*DATA RECORDS*:
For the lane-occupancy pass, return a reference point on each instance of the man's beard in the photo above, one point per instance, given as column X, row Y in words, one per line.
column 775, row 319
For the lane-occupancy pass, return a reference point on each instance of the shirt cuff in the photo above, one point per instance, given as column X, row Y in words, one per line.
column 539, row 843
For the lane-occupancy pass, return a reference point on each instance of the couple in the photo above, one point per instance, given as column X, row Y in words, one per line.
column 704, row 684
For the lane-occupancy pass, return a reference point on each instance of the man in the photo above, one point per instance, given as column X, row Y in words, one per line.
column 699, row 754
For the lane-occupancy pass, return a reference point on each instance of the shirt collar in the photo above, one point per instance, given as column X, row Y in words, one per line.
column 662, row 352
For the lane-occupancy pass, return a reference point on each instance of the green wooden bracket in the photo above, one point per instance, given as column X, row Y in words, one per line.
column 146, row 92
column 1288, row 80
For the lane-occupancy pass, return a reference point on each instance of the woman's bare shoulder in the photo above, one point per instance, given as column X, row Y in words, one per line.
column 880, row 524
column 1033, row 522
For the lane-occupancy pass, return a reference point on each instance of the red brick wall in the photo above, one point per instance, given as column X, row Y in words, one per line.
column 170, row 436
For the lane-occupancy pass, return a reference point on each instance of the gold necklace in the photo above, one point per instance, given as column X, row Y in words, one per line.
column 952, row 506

*TASK PROMPT*: Repeat every one of the entries above word for word, changing nothing.

*FULL OUTPUT*:
For the lane-occupancy pass, return a reference point on each instance of the man's beard in the photo above, one point per instance, given as column X, row Y in words, one per line.
column 775, row 319
For the lane-occupancy pass, return a reference point on each instance of the shirt cuff in the photo above, one point per instance, given as column X, row Y in words, one per line.
column 539, row 843
For the lane-occupancy pass, return a reference point on each instance of the couple in the photo above, one point per instance, given as column X, row Y in words, one per line.
column 704, row 684
For the lane-occupancy pass, return a reference point on each instance of the man in the photo above, one point per instance, given as column X, row Y in words, one per line.
column 699, row 754
For the lane-occupancy pass, return a reference point on each instance of the shirt collar in the photo above, one point per instance, given as column X, row Y in words, one per line.
column 662, row 352
For the lane-occupancy pass, return a reference point on each instance of the green wooden bracket in the photo above, one point per instance, given as column X, row Y in words, one per line.
column 146, row 92
column 1288, row 80
For the lane-occupancy pass, return a reference point on each instance of the woman's bare shoulder in the photo above, one point per instance, given as column X, row Y in words, one per line.
column 880, row 524
column 1033, row 522
For the lane-occupancy pass, return a reference point on each instance of the red brick wall in the photo above, one point per instance, given as column X, row Y in words, one per line.
column 170, row 436
For the lane-occupancy pass, return a reference point on each instance of the gold necklace in the photo above, one point per instance, given as column X, row Y in words, one per line.
column 952, row 506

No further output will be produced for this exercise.